→ **Your assignment**:
The required output is the complete listing, copied word for word.

→ **Material to process**:

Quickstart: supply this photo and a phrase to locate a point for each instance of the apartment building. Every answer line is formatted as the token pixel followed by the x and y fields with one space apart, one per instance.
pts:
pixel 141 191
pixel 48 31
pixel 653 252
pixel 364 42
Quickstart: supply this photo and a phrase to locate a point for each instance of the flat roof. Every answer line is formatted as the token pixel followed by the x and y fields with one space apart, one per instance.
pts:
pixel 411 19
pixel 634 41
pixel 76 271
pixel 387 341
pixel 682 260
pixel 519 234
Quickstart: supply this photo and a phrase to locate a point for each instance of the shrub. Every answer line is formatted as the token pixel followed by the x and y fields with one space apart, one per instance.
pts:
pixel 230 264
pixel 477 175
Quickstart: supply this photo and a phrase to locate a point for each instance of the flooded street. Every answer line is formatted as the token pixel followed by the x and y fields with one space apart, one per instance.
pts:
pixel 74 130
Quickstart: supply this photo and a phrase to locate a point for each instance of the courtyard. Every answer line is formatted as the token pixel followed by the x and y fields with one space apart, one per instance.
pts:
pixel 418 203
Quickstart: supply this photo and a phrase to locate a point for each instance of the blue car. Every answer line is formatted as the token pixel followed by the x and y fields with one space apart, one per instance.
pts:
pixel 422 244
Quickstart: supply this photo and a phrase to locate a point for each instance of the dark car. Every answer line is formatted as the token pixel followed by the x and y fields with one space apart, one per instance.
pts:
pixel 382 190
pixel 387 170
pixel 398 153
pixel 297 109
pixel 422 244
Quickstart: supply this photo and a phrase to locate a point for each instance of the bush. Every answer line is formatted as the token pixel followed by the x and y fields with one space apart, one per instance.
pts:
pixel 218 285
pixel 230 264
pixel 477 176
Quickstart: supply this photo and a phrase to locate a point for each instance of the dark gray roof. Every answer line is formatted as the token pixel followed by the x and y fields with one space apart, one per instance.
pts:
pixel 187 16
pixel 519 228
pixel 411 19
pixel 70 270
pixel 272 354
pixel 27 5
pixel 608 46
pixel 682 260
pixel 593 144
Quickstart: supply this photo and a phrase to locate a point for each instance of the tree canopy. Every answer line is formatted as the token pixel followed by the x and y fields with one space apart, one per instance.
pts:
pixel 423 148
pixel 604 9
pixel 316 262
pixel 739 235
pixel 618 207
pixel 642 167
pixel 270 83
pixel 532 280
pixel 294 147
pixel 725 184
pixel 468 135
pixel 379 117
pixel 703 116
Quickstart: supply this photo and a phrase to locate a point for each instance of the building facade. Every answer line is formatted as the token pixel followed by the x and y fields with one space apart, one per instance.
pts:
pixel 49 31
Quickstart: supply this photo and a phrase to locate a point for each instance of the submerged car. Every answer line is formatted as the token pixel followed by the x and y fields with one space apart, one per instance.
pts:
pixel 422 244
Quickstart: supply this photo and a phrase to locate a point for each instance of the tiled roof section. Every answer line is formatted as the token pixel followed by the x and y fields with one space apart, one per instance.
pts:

→ **Task response**:
Quickstart: supply this photo and a phrase to locate a point for each instance of the apartment building. Every answer line is formatted as the token pixel followed by the x and y fields with one space apart, one per instance.
pts:
pixel 141 191
pixel 48 31
pixel 653 252
pixel 364 42
Quickstart: supply this photo and a phrase to locate a point for each instance of the flat roof. Every answer line is formatted as the token pixel followed by the x and y fields with one space apart, one per instance.
pts:
pixel 411 19
pixel 634 41
pixel 76 271
pixel 387 341
pixel 682 260
pixel 519 234
Quickstart: supply this photo and a phrase to locate a point for each instance of the shrub. Every answer line is formatted as the token pixel followed by the x and y fields with one space apart, one per instance.
pts:
pixel 230 264
pixel 477 175
Quickstart: supply this photo and a phrase to locate a point for each instance of the flooded street. Every answer line is formatted as the token pixel followed by the x and y fields with one space apart, one per instance.
pts:
pixel 74 130
Quickstart: supply this photo and a phrase to locate a point for each instance of the courtyard. Every answer line is formatted as the token pixel followed by the x and y fields with one space apart, one per instance.
pts:
pixel 418 203
Quickstart: supply this photo and a phrase to locate a point for each instance of the blue car. Every answer line is formatted as the token pixel followed by the x and y fields with one space apart, one per instance.
pts:
pixel 422 244
Quickstart: supply this photo and a phrase to locate a point for each instance of the dark car. Every answer line is formatted as the token pixel followed by the x and y fields with one space apart, one per instance.
pts:
pixel 382 190
pixel 387 170
pixel 398 153
pixel 297 109
pixel 422 244
Quickstart: supply this photo and a phrase to locate a point for each instance of the bush. Every answer line is formatted as the token pixel followed by the x and y fields with one space apart, one per instance.
pts:
pixel 218 285
pixel 230 264
pixel 477 176
Quickstart: supply this photo and a phrase to locate a point for each instance of the dark gray roof. Every answer line is formatted as the token pixel followed by the x and y fields with one space apart, one per instance.
pts:
pixel 187 16
pixel 519 228
pixel 411 19
pixel 70 270
pixel 272 354
pixel 27 5
pixel 608 46
pixel 682 260
pixel 593 144
Quickstart: supply this photo and a phrase to locate a point for each instance of the tree canopy. Every answer line is formatted as the token pixel followed by the x and y fields with one space apart, one per instance.
pts:
pixel 423 148
pixel 604 9
pixel 316 262
pixel 739 235
pixel 618 207
pixel 642 167
pixel 270 83
pixel 532 280
pixel 294 147
pixel 725 184
pixel 468 135
pixel 379 117
pixel 703 116
Quickstart: supply this photo and a phrase to locate a point for each instance of the building facade. Every answer line is formatted as the token pixel followed by the x and y fields with one space apart, one per instance.
pts:
pixel 49 31
Quickstart: supply this photo and a phrase to locate a point for each instance of the submerged car. Every answer line is formatted as the token pixel followed by the x and y fields with one space apart, one per instance.
pts:
pixel 422 244
Quickstart: supply this photo and a phrase to locate a point for each instance of the tiled roof section. Every answer line is formatted as the token pixel followed by the x and y fields with one space apart, one per instance.
pts:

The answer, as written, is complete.